▸ **GIVEN INSTRUCTION**: Rewrite the items starting with the line that contains "of the fire" and going on through the end of the items, putting "occurrence" wherever "instance" appears and changing nothing else.

▸ **DATA LISTING**:
———

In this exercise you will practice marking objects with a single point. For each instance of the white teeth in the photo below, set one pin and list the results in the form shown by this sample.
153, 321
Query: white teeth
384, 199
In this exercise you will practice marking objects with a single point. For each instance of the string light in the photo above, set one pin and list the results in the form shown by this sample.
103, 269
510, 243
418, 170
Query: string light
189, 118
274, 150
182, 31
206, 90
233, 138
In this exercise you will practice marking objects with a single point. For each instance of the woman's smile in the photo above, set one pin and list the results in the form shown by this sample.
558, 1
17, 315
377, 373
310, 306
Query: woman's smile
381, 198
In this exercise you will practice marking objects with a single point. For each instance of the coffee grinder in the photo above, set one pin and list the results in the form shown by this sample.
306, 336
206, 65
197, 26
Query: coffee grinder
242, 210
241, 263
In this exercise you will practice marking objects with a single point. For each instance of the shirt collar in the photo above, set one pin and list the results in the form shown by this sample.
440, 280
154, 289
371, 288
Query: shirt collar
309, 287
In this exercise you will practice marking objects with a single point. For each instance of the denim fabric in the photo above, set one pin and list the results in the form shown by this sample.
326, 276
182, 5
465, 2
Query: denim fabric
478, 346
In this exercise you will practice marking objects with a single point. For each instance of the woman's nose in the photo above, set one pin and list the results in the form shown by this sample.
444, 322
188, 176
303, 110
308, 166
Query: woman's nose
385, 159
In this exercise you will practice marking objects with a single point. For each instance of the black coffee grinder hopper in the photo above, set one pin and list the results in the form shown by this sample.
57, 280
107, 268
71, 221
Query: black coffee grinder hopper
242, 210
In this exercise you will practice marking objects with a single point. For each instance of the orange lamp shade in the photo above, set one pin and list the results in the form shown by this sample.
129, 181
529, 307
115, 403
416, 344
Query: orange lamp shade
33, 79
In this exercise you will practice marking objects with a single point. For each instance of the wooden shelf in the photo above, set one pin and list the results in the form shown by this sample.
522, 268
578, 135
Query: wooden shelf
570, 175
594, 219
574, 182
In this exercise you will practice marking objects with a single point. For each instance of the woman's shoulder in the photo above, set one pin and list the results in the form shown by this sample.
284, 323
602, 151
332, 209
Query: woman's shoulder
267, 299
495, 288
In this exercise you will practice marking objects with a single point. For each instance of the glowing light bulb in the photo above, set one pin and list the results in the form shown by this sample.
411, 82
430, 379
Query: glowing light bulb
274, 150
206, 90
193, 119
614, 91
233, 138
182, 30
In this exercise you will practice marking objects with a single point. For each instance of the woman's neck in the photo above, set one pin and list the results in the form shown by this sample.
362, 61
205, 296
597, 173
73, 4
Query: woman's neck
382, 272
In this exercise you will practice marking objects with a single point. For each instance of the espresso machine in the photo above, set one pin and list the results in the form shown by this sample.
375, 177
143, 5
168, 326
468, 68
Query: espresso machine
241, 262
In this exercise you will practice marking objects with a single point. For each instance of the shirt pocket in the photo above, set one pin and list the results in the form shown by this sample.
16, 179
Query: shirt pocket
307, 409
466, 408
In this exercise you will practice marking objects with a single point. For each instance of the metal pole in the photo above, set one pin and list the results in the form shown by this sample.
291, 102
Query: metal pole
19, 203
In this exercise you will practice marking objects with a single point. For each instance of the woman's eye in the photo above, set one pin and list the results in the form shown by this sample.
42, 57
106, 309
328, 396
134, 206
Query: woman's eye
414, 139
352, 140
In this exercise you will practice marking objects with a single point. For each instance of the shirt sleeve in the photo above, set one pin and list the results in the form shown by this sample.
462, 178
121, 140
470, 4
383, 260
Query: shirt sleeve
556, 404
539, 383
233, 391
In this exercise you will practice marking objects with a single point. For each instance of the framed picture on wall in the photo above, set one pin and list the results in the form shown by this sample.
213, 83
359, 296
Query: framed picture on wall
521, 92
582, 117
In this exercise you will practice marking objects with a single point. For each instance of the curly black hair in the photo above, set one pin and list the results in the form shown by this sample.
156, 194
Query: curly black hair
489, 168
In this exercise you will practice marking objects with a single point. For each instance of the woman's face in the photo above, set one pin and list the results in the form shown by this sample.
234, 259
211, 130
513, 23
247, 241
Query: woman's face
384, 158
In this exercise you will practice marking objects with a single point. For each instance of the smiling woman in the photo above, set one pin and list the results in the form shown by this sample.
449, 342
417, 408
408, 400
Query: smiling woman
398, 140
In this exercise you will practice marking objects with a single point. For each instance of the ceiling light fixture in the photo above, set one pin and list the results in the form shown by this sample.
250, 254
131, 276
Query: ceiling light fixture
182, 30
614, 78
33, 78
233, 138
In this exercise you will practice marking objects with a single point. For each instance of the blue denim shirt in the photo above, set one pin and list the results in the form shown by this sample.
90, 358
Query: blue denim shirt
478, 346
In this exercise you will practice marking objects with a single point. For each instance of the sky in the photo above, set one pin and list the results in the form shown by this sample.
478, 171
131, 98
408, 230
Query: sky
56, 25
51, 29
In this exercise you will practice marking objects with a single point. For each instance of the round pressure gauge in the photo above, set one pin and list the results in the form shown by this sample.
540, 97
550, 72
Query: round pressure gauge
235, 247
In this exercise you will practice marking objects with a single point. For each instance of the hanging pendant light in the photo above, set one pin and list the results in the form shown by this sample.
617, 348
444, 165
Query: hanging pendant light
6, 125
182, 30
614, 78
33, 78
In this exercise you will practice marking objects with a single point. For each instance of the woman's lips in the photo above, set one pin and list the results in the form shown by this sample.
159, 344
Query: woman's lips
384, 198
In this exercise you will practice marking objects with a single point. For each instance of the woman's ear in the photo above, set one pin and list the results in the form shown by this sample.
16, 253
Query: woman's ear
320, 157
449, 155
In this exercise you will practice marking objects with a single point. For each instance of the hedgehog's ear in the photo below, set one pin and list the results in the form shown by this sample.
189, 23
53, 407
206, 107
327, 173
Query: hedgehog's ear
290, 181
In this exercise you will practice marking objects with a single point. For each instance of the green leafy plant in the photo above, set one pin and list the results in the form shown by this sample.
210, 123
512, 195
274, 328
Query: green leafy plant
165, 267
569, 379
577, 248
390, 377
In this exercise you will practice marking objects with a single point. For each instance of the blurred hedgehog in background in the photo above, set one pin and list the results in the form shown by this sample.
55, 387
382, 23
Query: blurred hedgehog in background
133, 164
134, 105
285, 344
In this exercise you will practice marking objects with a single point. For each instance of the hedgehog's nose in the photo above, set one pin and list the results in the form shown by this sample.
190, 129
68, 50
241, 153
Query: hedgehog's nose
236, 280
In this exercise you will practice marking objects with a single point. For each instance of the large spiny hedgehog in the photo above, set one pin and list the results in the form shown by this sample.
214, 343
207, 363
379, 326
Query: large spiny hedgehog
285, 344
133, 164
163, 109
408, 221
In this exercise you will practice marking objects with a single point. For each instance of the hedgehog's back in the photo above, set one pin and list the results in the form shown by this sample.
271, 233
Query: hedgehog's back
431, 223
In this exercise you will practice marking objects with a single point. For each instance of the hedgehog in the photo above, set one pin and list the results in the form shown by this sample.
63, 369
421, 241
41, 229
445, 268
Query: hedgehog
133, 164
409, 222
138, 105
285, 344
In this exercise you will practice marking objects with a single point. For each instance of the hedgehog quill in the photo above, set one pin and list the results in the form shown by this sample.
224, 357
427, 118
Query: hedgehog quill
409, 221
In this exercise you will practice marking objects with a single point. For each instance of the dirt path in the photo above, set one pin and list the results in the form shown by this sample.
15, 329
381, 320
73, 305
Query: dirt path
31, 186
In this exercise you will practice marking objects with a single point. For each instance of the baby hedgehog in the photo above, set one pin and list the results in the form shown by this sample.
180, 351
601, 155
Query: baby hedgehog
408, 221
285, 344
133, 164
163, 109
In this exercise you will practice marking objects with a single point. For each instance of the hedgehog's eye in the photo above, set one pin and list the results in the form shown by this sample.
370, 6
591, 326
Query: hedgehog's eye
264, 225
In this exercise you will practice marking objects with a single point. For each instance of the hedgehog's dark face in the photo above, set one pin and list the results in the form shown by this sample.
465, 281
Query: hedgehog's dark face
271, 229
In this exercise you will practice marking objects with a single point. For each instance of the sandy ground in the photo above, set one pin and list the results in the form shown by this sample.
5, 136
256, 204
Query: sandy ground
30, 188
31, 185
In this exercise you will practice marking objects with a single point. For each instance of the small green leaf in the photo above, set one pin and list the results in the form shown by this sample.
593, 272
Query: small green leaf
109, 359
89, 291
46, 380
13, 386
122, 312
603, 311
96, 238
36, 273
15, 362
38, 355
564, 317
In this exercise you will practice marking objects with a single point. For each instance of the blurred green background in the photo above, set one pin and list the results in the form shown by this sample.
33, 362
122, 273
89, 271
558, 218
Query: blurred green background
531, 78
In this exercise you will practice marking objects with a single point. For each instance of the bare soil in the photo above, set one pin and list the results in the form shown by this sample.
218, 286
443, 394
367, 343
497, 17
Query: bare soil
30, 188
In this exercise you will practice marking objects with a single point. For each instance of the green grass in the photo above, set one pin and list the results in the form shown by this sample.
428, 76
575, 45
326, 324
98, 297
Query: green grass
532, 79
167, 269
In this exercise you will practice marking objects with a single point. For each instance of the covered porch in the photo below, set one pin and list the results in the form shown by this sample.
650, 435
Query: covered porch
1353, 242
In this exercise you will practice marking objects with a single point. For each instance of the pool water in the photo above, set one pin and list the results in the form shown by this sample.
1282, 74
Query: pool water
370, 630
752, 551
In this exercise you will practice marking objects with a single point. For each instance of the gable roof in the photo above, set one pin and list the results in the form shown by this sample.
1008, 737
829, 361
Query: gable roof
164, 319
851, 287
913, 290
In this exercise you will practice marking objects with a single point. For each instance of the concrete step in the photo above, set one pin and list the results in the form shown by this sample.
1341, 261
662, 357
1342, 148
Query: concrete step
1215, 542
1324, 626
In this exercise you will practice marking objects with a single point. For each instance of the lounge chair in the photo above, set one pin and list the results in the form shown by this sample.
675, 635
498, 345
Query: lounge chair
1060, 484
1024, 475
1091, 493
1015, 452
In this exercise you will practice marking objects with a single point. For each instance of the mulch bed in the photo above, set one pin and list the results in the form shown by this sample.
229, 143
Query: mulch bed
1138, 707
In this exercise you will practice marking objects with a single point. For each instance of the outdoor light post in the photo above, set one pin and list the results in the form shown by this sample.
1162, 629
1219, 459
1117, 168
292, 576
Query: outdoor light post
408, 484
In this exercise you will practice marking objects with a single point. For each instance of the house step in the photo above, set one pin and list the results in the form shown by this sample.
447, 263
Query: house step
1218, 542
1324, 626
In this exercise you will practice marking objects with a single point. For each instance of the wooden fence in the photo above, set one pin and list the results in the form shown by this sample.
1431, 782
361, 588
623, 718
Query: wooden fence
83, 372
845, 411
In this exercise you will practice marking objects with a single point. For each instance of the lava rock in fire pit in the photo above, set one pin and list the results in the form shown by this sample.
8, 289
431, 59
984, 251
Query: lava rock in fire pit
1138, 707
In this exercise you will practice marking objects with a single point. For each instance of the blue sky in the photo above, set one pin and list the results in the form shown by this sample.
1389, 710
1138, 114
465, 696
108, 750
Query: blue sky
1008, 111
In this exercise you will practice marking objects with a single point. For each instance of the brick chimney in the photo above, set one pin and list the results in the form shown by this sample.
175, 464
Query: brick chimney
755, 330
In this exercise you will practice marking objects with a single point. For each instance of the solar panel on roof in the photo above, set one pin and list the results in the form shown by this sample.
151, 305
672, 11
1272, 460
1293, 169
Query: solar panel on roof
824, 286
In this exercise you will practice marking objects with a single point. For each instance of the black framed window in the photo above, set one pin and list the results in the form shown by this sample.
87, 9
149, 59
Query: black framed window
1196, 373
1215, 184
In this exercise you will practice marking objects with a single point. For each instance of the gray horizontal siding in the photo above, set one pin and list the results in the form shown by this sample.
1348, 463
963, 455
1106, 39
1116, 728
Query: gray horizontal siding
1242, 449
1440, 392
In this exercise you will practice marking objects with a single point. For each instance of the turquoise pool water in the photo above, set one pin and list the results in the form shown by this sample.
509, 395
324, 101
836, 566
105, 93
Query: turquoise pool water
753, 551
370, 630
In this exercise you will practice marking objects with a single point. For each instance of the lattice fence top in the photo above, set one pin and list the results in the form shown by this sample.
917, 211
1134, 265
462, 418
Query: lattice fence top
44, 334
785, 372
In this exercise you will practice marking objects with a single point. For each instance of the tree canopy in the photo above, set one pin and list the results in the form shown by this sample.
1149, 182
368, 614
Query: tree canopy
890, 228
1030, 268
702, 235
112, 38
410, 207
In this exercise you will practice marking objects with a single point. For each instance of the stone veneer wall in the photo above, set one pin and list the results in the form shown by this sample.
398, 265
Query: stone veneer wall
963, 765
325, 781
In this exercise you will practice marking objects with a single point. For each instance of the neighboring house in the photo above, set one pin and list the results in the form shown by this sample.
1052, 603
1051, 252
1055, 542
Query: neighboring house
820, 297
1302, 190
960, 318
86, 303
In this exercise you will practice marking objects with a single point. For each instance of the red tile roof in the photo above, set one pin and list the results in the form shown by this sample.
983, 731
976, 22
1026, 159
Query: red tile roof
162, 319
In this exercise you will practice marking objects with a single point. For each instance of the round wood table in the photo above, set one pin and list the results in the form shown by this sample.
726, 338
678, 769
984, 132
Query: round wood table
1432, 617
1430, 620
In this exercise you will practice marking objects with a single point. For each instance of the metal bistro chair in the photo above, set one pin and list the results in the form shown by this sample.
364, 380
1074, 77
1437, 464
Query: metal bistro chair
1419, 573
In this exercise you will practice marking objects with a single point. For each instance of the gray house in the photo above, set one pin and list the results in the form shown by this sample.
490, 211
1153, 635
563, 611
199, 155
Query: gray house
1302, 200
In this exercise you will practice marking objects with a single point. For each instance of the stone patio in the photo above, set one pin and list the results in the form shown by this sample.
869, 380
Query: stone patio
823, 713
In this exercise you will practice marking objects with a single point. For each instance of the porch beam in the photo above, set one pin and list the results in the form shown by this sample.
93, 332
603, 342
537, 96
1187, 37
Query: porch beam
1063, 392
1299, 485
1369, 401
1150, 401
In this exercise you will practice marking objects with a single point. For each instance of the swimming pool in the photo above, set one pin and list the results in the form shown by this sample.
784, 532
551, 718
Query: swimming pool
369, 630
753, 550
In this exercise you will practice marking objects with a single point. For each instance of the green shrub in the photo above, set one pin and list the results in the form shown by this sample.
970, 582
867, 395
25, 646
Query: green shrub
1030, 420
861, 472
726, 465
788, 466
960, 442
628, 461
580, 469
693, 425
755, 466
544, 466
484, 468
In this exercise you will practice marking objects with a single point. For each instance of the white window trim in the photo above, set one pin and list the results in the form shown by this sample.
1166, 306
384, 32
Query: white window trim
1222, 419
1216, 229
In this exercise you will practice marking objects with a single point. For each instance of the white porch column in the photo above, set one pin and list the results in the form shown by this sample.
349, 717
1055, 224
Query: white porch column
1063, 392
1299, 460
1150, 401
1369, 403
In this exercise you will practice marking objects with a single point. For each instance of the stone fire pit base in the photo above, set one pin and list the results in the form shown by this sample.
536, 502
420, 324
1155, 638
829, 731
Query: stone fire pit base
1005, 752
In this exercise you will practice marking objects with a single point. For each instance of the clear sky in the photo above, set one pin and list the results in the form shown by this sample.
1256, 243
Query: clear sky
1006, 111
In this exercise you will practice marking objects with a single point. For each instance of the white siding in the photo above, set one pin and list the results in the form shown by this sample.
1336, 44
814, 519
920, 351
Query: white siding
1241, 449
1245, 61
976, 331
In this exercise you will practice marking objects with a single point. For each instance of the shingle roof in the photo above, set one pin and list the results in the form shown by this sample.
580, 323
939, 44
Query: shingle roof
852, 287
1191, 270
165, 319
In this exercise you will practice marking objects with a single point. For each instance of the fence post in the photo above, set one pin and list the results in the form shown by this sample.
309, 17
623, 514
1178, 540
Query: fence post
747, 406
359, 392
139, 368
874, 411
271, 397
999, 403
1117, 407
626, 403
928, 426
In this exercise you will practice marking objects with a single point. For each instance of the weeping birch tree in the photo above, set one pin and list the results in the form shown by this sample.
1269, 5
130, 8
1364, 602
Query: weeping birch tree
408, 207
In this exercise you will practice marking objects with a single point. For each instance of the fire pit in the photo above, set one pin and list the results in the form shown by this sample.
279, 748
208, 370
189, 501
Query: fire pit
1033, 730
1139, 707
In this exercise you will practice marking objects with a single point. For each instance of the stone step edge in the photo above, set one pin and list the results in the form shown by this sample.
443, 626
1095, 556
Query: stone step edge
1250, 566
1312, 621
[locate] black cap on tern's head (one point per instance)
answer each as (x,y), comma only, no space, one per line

———

▸ **TASK SOLUTION**:
In this exercise you will practice marking objects with a single point. For each occurrence of the fire pit in the photo above, set one pin and list the results in the form shown by this sample.
279, 748
208, 370
189, 501
Query: fire pit
1033, 730
1139, 707
In this exercise you will practice marking objects with a single point. For each occurrence of the stone step edge in the photo above, set one pin and list the results in the form shown by this sample.
443, 626
1095, 556
Query: stone step edge
1250, 566
1312, 621
[locate] black cap on tern's head (one point per occurrence)
answer each as (x,y), comma only, no space, one per line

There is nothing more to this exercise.